Print the records below exactly as they appear. Omit all pictures.

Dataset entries
________________________________________
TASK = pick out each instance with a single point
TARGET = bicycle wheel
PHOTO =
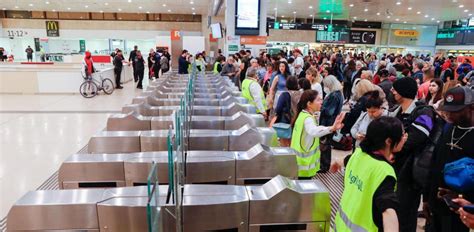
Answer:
(88, 89)
(108, 86)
________________________________________
EXERCISE RESPONSE:
TASK = pick out each instance with a single point
TARGET = bicycle wheel
PHOTO =
Answer:
(88, 89)
(108, 86)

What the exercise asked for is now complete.